**INPUT DATA:**
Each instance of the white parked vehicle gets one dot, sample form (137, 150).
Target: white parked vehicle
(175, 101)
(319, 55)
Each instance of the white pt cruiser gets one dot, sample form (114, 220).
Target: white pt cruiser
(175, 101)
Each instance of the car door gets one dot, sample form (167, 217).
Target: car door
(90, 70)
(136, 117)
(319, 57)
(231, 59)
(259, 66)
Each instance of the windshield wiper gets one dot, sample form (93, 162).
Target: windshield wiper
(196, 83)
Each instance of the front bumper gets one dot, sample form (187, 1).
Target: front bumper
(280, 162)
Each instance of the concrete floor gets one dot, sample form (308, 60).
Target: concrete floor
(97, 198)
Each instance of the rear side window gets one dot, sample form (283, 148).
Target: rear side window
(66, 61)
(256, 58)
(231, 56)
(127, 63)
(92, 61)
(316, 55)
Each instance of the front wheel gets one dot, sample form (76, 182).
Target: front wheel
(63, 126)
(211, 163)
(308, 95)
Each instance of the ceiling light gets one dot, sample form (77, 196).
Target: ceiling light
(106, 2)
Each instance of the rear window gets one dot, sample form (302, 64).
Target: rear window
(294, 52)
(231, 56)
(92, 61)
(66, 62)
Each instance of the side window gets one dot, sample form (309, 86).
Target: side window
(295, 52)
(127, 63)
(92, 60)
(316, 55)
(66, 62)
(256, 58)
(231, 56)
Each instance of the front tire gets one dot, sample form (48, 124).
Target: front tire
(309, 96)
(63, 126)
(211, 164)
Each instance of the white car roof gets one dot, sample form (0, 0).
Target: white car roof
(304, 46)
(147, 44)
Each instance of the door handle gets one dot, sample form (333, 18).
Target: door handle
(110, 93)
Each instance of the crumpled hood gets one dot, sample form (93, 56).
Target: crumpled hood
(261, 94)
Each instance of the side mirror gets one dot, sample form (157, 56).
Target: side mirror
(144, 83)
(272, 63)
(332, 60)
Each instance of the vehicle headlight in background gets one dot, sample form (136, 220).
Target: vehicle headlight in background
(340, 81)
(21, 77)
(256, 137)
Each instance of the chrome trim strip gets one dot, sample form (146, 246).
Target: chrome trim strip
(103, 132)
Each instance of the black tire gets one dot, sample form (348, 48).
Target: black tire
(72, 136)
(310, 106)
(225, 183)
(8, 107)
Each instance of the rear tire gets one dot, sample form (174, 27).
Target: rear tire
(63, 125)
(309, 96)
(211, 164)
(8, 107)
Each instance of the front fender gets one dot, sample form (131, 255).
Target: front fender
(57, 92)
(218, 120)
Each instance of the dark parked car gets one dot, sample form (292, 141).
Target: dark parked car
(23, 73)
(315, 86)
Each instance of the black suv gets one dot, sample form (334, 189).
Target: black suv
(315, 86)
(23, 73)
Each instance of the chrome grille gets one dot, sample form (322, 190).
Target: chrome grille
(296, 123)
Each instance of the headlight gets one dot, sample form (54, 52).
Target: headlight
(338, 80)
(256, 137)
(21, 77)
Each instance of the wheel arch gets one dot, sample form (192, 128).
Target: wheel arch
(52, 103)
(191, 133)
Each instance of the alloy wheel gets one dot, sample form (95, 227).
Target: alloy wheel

**ABOUT THIS TASK:** All lines from the one containing "Target: headlight" through the end of the listing must be transcribed exactly. No other lines belong in the answer.

**EXERCISE OUTPUT:**
Target: headlight
(338, 80)
(256, 137)
(21, 77)
Each instance of the wheel arch gets one dot, sample form (192, 128).
Target: wheel arch
(52, 103)
(191, 133)
Each instance of the alloy wheel gets one dot, sample form (95, 227).
Target: alloy wheel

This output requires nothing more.